Perbedaan Antara Hadits Qudsi dengan Hadits Nabawi

November 06, 2016
Hadits nabawi ada dua macam:

1. Tauqifi. Yang bersifat tauqifi, yaitu; kandungannya diterima oleh Rasulullah dari wahyu, lalu ia dijelaskan kepada manusia dengan kata-kata darinya. Di sini, meskipun kandungannya dinisbahkan kepada Allah, tetapi –dari sisi perkataan– lebih layak dinisbahkan kepada Rasulullah, sebab kata-kata itu disandarkan kepada siapa yang mengatakannya, walaupun terdapat makna yang diterimanya dari pihak lain.

2. Taufiqi. Bagian lain adalah taufiqi. Yang bersifat taufiqi, yiatu; yang disimpulkan oleh Rasulullah shallallahu ‘alayhi wa sallam, menurut pemahamannya terhadap Al Qur’an, karena fungsi Rasul menjelaskan, menerangkan Al-Qur’an, atau mengambil istimbat dengan perenungan ijtihad. Dalam hal ini, wahyu akan mendiamkannya bila benar. Dan bila terdapat kesalahan di dalamnya, maka wahyu akan turun untuk membetulkannya. Yang pasti taufiqi ini bukan kalam Allah.

Dari sini jelaslah bahwa hadits nabawi dengan kedua bagiannya yang taufiqi dengan ijtihad yang diakui oleh wahyu itu dapat dikatakan bersumber dari wahyu. Inilah esensi dari firman Allah tentang Rasul kita Muhammad shallallahu ‘alayhi wa sallam,
“Dia (Muhammad) tidak berbicara menurut hawa nafsunya. Apa yang diucapkannya itu tidak lain hanyalah wahyu yang diturunkan kepadanya.” (QS. An-Najm: 3-4)

____

» **URAIAN TUGAS**
Tentukan apakah tiap pernyataan di bawah ini sesuai dengan teks tentang perbedaan hadits qudsi dan hadits nabawi. Jawablah ya atau tidak, disertai kutipan persis dari teks yang menentukan jawaban tersebut.
1. Pada hadits nabawi yang bersifat tauqifi, kandungannya diterima oleh Rasulullah dari wahyu.
2. Hadits nabawi yang bersifat taufiqi tergolong kalam Allah.
3. Apabila terdapat kesalahan pada hadits taufiqi, wahyu akan turun untuk membetulkannya.
Catatan yang menyusul teks ini diambil dari sumber lain.

(Catatan hasil ekstraksi)
____

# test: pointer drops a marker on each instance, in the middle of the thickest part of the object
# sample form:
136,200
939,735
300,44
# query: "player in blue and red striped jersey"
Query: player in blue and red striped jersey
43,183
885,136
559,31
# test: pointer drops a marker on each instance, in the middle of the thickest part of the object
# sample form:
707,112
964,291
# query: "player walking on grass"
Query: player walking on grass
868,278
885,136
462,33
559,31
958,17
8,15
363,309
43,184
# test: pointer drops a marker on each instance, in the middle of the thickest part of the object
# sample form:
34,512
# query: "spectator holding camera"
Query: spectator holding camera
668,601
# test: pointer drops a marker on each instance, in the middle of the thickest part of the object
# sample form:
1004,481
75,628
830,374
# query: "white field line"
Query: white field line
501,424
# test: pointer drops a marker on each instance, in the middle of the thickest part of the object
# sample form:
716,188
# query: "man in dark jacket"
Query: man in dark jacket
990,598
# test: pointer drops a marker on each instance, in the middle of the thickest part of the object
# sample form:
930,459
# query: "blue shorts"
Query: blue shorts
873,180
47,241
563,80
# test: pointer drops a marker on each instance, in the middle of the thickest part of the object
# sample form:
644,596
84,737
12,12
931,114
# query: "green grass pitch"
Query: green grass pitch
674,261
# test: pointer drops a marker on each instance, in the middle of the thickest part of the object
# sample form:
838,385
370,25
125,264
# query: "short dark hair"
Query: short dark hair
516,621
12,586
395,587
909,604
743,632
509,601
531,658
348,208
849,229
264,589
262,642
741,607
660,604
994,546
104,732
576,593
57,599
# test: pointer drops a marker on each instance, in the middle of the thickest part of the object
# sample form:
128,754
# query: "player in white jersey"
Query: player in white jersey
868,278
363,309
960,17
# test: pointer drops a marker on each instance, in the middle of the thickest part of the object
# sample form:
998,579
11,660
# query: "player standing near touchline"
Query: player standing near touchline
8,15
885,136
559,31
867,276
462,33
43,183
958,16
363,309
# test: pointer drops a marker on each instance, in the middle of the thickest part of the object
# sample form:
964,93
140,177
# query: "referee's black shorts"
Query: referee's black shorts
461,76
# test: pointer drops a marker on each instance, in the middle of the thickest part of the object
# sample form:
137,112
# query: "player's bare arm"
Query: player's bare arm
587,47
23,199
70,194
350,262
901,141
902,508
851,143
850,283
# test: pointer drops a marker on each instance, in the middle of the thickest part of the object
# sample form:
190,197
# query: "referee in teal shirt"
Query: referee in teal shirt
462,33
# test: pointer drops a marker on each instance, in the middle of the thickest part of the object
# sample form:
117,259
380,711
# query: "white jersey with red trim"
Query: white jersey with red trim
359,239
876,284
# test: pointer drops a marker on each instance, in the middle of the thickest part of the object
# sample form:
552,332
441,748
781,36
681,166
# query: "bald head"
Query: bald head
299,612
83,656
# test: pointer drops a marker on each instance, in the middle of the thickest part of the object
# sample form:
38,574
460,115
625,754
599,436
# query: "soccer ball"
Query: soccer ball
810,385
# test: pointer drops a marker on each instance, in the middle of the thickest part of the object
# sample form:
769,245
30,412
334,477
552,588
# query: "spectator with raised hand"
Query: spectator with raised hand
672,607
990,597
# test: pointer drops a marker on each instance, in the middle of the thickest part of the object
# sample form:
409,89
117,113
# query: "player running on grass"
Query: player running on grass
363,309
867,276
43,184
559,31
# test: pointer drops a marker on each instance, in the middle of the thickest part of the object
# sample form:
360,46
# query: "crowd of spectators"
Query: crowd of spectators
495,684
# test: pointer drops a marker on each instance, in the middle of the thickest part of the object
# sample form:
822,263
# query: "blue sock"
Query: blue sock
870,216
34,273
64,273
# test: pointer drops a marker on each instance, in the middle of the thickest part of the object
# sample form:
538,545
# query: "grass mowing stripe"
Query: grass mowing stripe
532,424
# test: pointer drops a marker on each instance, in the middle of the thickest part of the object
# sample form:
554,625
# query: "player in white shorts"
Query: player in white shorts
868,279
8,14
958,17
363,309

____

» **JAWABAN TERTULIS**
1. Ya: "kandungannya diterima oleh Rasulullah dari wahyu"
2. Tidak: "Yang pasti taufiqi ini bukan kalam Allah."
3. Ya: "Dan bila terdapat kesalahan di dalamnya, maka wahyu akan turun untuk membetulkannya."